§ **Entries shown**
○ ○ ○ ○ ○
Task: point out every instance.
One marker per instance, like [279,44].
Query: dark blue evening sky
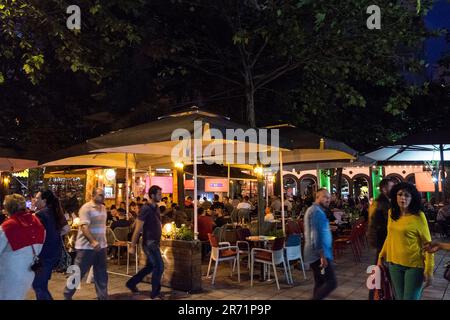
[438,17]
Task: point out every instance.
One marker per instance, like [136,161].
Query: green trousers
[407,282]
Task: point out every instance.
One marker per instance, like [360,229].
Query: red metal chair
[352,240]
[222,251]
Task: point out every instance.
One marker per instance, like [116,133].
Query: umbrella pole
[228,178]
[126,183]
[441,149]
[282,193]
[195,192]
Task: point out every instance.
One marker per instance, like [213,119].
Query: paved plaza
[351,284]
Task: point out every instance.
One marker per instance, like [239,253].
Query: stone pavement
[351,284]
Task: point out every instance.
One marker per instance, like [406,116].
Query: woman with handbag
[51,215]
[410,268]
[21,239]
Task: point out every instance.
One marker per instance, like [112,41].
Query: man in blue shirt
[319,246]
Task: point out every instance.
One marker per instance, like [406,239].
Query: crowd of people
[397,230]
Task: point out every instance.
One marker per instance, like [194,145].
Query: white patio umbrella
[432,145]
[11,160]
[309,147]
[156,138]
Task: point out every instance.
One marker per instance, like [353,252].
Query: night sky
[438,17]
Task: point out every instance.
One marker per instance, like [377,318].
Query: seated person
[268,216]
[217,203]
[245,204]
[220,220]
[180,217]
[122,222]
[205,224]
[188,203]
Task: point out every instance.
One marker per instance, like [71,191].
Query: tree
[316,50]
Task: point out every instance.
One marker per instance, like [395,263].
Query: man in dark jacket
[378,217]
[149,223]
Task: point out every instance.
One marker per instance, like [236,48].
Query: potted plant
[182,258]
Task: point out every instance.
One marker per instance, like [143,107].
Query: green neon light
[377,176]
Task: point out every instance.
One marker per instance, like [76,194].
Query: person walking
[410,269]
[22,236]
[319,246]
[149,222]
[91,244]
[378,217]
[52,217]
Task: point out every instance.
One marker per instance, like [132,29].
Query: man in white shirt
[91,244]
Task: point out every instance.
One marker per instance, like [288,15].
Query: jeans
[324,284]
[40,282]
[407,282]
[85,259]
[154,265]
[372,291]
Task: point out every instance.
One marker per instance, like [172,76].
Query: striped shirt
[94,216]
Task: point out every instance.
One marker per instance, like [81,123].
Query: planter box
○ ○ ○ ○ ○
Please collect every line of the records above that contains the word "blue", and copy each one out.

Query: dark blue evening sky
Query: man in blue shirt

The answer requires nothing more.